** Activity **
Go through the material under this sentence. Return every line holding "rear".

** Extracted entries **
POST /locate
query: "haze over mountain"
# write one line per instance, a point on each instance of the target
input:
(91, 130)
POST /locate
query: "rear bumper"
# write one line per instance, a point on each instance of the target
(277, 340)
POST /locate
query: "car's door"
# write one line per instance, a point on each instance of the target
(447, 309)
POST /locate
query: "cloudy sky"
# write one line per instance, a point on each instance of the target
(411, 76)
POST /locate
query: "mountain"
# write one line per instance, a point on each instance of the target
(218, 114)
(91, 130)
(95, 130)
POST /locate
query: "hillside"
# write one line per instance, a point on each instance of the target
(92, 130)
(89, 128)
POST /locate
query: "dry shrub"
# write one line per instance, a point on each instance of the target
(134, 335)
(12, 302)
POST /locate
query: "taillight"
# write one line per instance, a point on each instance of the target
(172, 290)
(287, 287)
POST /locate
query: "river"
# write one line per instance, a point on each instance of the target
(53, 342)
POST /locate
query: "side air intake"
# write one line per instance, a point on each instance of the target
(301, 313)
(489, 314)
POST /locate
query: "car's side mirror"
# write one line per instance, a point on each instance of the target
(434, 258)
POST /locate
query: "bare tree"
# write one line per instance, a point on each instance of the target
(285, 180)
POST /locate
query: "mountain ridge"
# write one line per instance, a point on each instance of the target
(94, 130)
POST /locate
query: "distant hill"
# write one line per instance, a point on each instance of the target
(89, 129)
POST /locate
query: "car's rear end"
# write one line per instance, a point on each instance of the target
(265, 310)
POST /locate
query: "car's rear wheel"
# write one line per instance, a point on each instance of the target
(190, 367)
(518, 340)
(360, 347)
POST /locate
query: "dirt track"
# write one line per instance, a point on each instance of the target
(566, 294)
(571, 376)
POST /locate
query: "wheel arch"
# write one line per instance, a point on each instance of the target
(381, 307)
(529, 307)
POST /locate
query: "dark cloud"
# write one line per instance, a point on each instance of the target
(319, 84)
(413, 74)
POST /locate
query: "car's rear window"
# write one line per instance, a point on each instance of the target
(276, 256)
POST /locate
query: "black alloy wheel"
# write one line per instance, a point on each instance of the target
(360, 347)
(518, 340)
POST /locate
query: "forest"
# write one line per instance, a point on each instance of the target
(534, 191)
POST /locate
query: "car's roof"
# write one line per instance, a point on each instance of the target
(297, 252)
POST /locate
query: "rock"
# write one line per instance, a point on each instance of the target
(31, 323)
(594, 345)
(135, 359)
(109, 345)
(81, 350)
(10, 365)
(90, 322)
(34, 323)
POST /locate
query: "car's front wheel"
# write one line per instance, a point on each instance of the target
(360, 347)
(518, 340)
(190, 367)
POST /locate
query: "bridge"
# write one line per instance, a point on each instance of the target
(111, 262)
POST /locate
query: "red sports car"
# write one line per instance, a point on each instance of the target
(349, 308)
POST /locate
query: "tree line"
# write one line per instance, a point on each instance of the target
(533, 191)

** Worked solution **
query: "rear bumper"
query: "car's rear end"
query: "car's rear wheel"
query: "car's rear window"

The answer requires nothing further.